EXERCISE BRIEF: Revise the items below, replacing "every match" with "each match" everywhere it occurs and leaving all other wording unchanged.

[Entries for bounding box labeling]
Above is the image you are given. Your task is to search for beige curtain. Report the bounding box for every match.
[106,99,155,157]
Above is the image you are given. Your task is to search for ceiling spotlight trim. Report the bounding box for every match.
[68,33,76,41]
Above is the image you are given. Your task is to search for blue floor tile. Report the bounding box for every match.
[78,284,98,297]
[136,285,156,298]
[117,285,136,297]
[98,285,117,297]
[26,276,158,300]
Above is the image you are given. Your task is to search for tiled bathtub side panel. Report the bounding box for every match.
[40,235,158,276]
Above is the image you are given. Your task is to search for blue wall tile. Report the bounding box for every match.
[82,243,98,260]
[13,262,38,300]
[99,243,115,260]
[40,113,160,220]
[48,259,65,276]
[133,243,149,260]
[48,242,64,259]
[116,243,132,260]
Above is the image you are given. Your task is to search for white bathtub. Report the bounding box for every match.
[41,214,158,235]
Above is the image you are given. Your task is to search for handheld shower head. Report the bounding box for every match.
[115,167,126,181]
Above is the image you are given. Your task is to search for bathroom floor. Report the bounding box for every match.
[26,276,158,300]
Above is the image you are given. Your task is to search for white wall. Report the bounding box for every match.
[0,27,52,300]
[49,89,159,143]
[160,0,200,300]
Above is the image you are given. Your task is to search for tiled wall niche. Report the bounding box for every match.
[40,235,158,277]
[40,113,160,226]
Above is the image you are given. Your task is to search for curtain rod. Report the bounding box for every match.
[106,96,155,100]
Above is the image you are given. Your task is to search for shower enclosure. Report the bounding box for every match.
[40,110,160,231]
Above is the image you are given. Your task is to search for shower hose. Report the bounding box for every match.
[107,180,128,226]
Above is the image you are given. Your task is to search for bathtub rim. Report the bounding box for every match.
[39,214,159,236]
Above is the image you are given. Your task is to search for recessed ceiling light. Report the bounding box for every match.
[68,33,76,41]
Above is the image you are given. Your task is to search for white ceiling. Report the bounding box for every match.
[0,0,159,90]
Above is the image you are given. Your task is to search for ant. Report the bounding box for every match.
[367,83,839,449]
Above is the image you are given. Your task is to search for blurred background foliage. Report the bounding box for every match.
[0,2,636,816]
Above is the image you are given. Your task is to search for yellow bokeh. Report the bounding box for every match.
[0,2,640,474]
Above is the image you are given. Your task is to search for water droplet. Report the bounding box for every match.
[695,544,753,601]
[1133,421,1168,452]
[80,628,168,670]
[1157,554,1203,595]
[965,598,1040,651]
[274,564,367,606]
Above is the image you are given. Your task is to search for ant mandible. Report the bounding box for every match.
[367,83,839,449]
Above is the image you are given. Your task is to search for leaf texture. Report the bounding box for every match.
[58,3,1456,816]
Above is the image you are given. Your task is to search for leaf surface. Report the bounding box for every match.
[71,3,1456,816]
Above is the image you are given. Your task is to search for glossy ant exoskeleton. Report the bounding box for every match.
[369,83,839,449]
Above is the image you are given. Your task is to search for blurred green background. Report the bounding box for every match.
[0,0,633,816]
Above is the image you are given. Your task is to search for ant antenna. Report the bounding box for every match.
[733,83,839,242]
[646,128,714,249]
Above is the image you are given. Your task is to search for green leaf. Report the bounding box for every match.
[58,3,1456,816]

FINISHED EXERCISE:
Above is the image you are given. Your task is to search for beige curtain. Report the bounding box for each match.
[106,99,155,157]
Above is the image you are given. Your task is to search for ceiling spotlight trim. Report the bounding box for each match.
[68,33,76,41]
Above is the image you are given. Your task is to search for blue floor tile. Report the bounding box for each match.
[78,284,98,297]
[136,285,156,298]
[117,285,136,297]
[98,285,117,297]
[26,276,158,300]
Above is the image you are given. Your task is to search for tiled bathtub side panel. Report the bounding box for each match.
[40,235,158,276]
Above is the image you are given. Your task is to search for blue wall tile. Report the bounding box for each match.
[82,243,98,260]
[13,262,38,300]
[99,243,115,260]
[40,113,160,220]
[48,259,65,276]
[133,243,149,260]
[48,242,64,259]
[116,243,132,260]
Above is the image you are given. Your task is to search for white bathtub. Report the bounding box for each match.
[41,214,158,235]
Above is the image you are given. Your task is to search for handheld shower head. Report the bounding box for each match.
[115,167,126,181]
Above is the image you are given. Your task is to search for bathroom floor. Report the bounding box for each match.
[26,276,158,300]
Above is the image you are given. Your task is to search for white wall. Report the bounding box for each match.
[0,27,52,300]
[49,89,159,143]
[160,0,200,300]
Above is the image you are given. Your task is to search for tiled wall niche. Report the bounding box for each match.
[40,235,158,277]
[40,113,160,226]
Above is the image you are given. Your task is to search for curtain rod. Report the bounding box for each match.
[106,96,155,100]
Above is the image you are given. Your task is to search for shower enclosure. Report the bounding box for each match.
[40,110,160,231]
Above is the image you are given. Your task is to search for shower hose. Report the bounding box for each match.
[107,180,128,226]
Above is the image you are given. Your task is to search for bathtub rim. Report the bounding box for each match.
[39,214,159,236]
Above is the image you are given. Your task is to search for recessed ceiling light. Report the bounding box for each match.
[68,33,76,41]
Above is the image you are given. Your task is to search for white ceiling. Report the bounding box for each match.
[0,0,159,90]
Above is the image you are given. Your task is to search for ant. Report the bounding box for each match.
[367,83,839,449]
Above is the image you are given. Your task is to search for blurred background foliage. Report the bounding box for each match.
[0,2,636,816]
Above is the image you are given. Your task is to search for yellow bokeh. Report the bounding box for each match.
[0,2,640,474]
Above is the image you are given. Your task is to search for water droplet. Report the bounding box for each match.
[695,544,753,601]
[1133,421,1168,452]
[80,628,168,670]
[1157,554,1203,595]
[965,598,1040,651]
[274,564,367,606]
Above is the image you are given. Your task is to search for ant mandible. Report the bounding box for each match.
[367,83,839,449]
Above is the image you are given. Your task is to search for leaf texture. Report the bounding box for each match.
[58,3,1456,816]
Above is the image you are given. Your task is to search for leaf surface. Report the bounding box for each match.
[71,3,1456,816]
Above is the image you are given. Your task is to search for glossy ant exoskeleton. Report the bounding box for each match.
[369,83,839,449]
Above is the image you are given. Your task is to search for blurred green background. Report the bounding box for each match.
[0,0,633,816]
Above is the image you are given. Your task is to search for ant antenna. Report the bounding box for each match.
[733,83,839,242]
[646,128,714,249]
Above is the image you are given. Your task is to search for green leaf. Report the bounding box for each match.
[58,3,1456,816]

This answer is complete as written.